● **Prompt**
Edit all of the records below by replacing "crane's" with "bird's" everywhere it appears, and keep everything else the same. Leave the pictures out of your version.

>> begin Supplied data

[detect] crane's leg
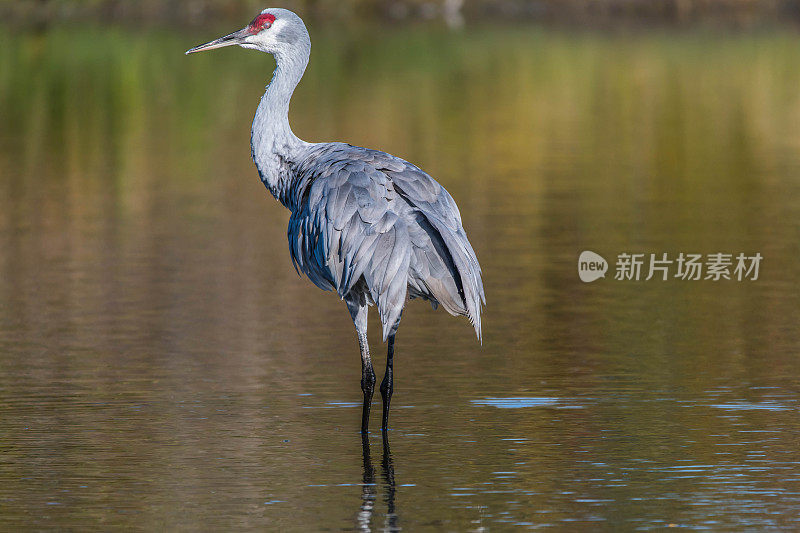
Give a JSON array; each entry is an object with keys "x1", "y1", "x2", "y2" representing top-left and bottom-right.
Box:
[
  {"x1": 381, "y1": 333, "x2": 394, "y2": 431},
  {"x1": 345, "y1": 296, "x2": 375, "y2": 433}
]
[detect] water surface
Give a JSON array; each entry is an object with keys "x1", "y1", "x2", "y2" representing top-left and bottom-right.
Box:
[{"x1": 0, "y1": 23, "x2": 800, "y2": 531}]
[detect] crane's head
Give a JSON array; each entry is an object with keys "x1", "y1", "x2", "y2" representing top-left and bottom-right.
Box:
[{"x1": 186, "y1": 7, "x2": 311, "y2": 54}]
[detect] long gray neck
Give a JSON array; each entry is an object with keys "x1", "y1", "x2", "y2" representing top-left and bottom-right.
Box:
[{"x1": 250, "y1": 43, "x2": 311, "y2": 205}]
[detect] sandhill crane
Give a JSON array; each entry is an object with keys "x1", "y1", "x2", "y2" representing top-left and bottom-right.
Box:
[{"x1": 186, "y1": 8, "x2": 486, "y2": 433}]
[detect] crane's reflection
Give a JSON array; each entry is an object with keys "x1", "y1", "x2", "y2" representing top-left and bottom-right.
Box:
[{"x1": 357, "y1": 431, "x2": 400, "y2": 531}]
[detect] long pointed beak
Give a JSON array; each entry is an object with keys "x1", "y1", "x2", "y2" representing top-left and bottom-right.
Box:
[{"x1": 186, "y1": 28, "x2": 250, "y2": 55}]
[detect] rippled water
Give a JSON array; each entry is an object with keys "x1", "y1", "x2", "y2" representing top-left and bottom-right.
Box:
[{"x1": 0, "y1": 20, "x2": 800, "y2": 531}]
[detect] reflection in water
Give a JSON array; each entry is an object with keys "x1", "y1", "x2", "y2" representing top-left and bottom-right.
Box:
[
  {"x1": 357, "y1": 431, "x2": 400, "y2": 531},
  {"x1": 0, "y1": 19, "x2": 800, "y2": 531}
]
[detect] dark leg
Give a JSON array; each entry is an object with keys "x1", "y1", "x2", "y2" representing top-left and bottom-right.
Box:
[
  {"x1": 345, "y1": 297, "x2": 375, "y2": 433},
  {"x1": 358, "y1": 333, "x2": 375, "y2": 434},
  {"x1": 381, "y1": 333, "x2": 394, "y2": 431}
]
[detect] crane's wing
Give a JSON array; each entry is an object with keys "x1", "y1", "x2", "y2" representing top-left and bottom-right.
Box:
[{"x1": 289, "y1": 143, "x2": 485, "y2": 339}]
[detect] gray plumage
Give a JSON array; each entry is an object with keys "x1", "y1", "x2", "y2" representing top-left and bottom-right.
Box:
[
  {"x1": 284, "y1": 143, "x2": 485, "y2": 340},
  {"x1": 187, "y1": 8, "x2": 485, "y2": 432}
]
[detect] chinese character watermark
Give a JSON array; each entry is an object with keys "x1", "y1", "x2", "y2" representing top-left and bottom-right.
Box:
[{"x1": 578, "y1": 250, "x2": 763, "y2": 283}]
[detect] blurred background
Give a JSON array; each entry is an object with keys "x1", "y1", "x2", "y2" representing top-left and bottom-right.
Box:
[
  {"x1": 0, "y1": 0, "x2": 800, "y2": 531},
  {"x1": 7, "y1": 0, "x2": 800, "y2": 26}
]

>> end Supplied data

● **Response to this task**
[detect] bird's leg
Give a JSON array; each entry is an object with keys "x1", "y1", "x2", "y2" representing top-left and bottom-right.
Box:
[
  {"x1": 381, "y1": 333, "x2": 394, "y2": 431},
  {"x1": 345, "y1": 296, "x2": 375, "y2": 433}
]
[detect] water surface
Give a JSON array; each entry is an object with keys "x1", "y1", "x2", "y2" representing top-left and bottom-right.
Box:
[{"x1": 0, "y1": 23, "x2": 800, "y2": 531}]
[detect] bird's head
Give a JSON array; each entry is an object with keys "x1", "y1", "x2", "y2" representing top-left and bottom-right.
Box:
[{"x1": 186, "y1": 7, "x2": 311, "y2": 54}]
[detect] long gray neck
Give a JSON array; each entry is an object with keys "x1", "y1", "x2", "y2" representing top-left and bottom-right.
Box:
[{"x1": 250, "y1": 43, "x2": 311, "y2": 205}]
[detect] sandhill crane
Give a JSON array; each entry is an object with keys "x1", "y1", "x2", "y2" representing top-left and bottom-right.
Box:
[{"x1": 186, "y1": 8, "x2": 486, "y2": 433}]
[detect] bird's reflection
Give a JSON array; each entry is an object with keys "x1", "y1", "x2", "y2" representing top-left and bottom-right.
Box:
[{"x1": 357, "y1": 431, "x2": 400, "y2": 531}]
[detect] long pointed beak
Give a JSON array; each entry is an object with keys "x1", "y1", "x2", "y2" representing top-left and bottom-right.
Box:
[{"x1": 186, "y1": 28, "x2": 250, "y2": 55}]
[detect] rippled water
Give a JSON array; each entry is an object with keys "x1", "y1", "x2", "y2" representing top-left and bottom-right.
Box:
[{"x1": 0, "y1": 20, "x2": 800, "y2": 531}]
[detect] reflection in water
Give a JSON array; each entry is an object with keys "x1", "y1", "x2", "y2" representing top-left and bottom-right.
Box:
[
  {"x1": 357, "y1": 431, "x2": 400, "y2": 531},
  {"x1": 0, "y1": 19, "x2": 800, "y2": 531}
]
[detect] dark leg
Give a JSON array; each entry is an object with keys "x1", "y1", "x2", "y2" representing top-left and bottom-right.
Box:
[
  {"x1": 345, "y1": 297, "x2": 375, "y2": 433},
  {"x1": 358, "y1": 333, "x2": 375, "y2": 434},
  {"x1": 381, "y1": 333, "x2": 394, "y2": 431}
]
[detect] bird's wing
Give a JSON array; each entry is an object with keys "x1", "y1", "x2", "y2" representing top-left and bottom-right.
Box:
[{"x1": 289, "y1": 143, "x2": 485, "y2": 339}]
[detect] gray plumage
Give a JSON array; each entry is an object with keys "x1", "y1", "x2", "y2" representing top-left and bottom-right.
Box:
[
  {"x1": 284, "y1": 143, "x2": 485, "y2": 340},
  {"x1": 187, "y1": 8, "x2": 485, "y2": 432}
]
[detect] chinese character watermark
Give a JSON array; each entry is an object with keys "x1", "y1", "x2", "y2" representing top-left and bottom-right.
Box:
[{"x1": 578, "y1": 250, "x2": 763, "y2": 283}]
[detect] blurred background
Give a JSON array; each entry is an object with keys "x1", "y1", "x2", "y2" representing top-left and bottom-right.
Box:
[
  {"x1": 0, "y1": 0, "x2": 800, "y2": 531},
  {"x1": 7, "y1": 0, "x2": 800, "y2": 26}
]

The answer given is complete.